What needs to be done :: Starting at the line that contains "Target: textured wall surface", set down each line exactly until the records end, keeping both ends and adding nothing.
[Given records Boundary: Start]
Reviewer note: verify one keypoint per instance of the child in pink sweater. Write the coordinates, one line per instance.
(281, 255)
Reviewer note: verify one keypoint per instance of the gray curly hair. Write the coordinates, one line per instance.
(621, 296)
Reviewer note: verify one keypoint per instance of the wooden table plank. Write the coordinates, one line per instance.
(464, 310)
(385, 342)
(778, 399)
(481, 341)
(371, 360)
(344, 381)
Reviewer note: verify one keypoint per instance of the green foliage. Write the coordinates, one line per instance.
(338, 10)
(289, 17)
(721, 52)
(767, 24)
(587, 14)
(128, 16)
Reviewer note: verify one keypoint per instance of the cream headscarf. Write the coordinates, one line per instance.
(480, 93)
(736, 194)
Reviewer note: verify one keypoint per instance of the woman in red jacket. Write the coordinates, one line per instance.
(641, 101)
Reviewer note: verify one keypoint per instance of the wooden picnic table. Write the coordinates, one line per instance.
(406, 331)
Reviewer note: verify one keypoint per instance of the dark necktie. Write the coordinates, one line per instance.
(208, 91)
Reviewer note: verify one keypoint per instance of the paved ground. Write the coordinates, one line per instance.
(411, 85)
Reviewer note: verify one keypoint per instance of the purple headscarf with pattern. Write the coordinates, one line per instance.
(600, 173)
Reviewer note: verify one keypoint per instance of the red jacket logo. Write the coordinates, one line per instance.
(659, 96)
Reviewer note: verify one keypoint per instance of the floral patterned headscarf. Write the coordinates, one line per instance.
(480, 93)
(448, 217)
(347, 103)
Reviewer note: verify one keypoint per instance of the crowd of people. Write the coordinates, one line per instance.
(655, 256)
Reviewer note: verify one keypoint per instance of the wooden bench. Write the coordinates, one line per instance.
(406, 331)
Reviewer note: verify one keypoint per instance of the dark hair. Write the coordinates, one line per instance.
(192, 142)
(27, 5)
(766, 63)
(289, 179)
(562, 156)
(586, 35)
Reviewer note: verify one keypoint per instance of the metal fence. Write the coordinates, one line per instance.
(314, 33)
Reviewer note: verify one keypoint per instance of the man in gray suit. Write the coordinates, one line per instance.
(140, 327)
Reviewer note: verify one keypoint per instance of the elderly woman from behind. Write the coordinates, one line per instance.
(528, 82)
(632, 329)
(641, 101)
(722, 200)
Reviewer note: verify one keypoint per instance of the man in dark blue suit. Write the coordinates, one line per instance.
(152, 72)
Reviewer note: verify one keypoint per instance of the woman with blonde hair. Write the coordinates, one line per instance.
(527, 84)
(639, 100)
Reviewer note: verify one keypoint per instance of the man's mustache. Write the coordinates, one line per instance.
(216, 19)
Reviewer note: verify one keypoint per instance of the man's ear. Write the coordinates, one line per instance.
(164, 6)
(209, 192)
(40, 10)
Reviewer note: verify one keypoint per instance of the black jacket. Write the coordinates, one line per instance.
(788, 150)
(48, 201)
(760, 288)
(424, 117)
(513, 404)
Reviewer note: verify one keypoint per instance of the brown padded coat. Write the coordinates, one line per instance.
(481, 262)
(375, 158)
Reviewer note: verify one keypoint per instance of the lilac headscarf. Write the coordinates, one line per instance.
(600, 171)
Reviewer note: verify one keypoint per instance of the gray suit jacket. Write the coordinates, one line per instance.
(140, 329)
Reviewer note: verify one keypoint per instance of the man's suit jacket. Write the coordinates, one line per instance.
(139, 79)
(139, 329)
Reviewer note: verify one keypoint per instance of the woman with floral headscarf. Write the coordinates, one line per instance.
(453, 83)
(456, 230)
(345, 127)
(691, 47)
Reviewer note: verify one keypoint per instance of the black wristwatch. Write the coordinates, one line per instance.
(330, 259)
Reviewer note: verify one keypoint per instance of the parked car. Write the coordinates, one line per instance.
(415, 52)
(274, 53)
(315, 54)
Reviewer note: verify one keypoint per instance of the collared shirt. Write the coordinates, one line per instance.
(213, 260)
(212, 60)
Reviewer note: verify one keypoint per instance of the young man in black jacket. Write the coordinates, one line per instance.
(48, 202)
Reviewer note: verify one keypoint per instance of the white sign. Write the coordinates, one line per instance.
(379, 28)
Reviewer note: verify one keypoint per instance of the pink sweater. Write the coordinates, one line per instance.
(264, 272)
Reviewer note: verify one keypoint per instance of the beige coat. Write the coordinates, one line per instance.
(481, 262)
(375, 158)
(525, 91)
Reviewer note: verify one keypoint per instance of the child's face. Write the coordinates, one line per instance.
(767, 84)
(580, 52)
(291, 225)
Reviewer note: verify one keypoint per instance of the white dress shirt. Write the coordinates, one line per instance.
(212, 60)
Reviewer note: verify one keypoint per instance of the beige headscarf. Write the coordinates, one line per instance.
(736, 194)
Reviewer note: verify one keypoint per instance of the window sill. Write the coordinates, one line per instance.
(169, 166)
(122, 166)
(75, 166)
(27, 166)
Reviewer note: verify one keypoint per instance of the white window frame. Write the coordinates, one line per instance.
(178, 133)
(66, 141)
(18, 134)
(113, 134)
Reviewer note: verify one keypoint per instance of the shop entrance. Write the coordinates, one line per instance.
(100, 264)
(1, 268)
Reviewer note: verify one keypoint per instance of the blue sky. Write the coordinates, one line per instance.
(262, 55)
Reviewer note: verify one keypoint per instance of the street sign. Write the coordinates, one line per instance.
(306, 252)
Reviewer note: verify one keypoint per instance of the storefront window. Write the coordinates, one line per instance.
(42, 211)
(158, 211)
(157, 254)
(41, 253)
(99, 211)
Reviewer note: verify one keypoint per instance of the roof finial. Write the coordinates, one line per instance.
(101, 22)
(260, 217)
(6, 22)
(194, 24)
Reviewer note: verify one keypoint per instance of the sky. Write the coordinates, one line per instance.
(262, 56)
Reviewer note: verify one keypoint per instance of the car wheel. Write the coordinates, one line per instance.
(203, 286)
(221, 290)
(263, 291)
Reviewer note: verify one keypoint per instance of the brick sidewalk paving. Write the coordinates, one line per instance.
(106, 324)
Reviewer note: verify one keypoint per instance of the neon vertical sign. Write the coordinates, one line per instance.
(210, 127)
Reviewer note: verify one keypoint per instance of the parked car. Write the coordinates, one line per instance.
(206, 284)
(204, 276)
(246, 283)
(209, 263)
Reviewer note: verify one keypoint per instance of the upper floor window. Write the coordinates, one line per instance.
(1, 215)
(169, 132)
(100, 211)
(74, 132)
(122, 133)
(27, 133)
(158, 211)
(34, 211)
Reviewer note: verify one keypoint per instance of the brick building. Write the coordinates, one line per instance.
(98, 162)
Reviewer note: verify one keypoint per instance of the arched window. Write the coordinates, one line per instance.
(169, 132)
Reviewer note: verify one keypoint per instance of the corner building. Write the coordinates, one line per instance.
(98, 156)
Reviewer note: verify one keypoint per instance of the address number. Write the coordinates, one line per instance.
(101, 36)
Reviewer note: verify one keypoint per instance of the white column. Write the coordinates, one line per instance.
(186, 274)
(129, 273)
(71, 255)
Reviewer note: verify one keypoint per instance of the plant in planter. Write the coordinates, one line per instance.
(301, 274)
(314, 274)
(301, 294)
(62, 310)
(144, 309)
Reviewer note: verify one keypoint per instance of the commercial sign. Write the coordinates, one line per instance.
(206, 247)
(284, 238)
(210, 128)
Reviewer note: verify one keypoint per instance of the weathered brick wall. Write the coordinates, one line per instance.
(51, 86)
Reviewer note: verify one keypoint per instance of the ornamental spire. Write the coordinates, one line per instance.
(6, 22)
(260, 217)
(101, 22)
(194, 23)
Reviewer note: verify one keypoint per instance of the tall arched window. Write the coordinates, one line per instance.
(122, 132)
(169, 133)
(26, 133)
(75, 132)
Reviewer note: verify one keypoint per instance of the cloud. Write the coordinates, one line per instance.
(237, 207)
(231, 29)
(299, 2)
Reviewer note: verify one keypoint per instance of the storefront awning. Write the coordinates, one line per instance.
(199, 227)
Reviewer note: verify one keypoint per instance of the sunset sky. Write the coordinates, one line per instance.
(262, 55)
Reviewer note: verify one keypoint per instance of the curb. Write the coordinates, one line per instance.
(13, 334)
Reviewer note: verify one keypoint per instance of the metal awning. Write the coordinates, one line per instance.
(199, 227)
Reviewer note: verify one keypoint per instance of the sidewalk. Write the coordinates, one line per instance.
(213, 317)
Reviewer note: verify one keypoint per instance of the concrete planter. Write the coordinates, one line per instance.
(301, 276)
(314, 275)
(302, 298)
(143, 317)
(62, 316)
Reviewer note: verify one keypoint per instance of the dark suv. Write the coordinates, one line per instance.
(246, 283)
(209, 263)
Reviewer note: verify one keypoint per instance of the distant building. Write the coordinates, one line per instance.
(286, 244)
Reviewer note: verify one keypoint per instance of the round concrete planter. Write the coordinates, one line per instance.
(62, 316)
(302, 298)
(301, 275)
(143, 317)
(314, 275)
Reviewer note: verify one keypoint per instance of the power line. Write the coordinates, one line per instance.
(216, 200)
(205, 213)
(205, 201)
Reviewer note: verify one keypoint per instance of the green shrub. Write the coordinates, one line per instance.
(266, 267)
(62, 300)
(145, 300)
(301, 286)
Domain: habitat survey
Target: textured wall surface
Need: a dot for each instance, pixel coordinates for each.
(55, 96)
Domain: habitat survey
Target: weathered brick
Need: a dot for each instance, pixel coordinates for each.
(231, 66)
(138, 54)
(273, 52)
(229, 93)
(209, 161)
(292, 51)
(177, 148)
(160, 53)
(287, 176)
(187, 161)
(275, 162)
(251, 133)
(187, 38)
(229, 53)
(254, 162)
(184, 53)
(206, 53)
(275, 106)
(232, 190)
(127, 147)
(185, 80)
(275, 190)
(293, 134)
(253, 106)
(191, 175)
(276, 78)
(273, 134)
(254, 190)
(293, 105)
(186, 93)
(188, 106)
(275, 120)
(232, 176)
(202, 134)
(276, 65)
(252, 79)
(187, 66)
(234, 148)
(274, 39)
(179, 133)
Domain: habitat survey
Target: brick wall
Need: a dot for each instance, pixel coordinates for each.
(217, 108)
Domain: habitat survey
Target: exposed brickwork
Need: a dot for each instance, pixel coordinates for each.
[Given records Boundary: End]
Task solution ::
Target: textured wall surface
Need: a dot for each instance, pixel coordinates for each.
(55, 96)
Domain: habitat survey
Target: weathered brick
Need: a dot for each instance, pixel coordinates for each.
(231, 66)
(138, 54)
(273, 52)
(229, 93)
(209, 161)
(292, 51)
(177, 148)
(160, 53)
(287, 176)
(187, 161)
(275, 162)
(251, 133)
(187, 38)
(229, 53)
(254, 162)
(184, 53)
(206, 53)
(275, 106)
(232, 190)
(127, 147)
(185, 80)
(275, 190)
(293, 134)
(253, 106)
(191, 175)
(276, 78)
(273, 134)
(254, 190)
(293, 105)
(186, 93)
(188, 106)
(275, 120)
(232, 176)
(202, 134)
(276, 65)
(252, 79)
(187, 66)
(234, 148)
(274, 39)
(179, 133)
Domain: habitat survey
Target: brick wall
Need: a dot for each instance, pixel coordinates for each.
(217, 108)
Domain: habitat survey
Target: exposed brickwork
Need: a dot for each instance, pixel coordinates for each.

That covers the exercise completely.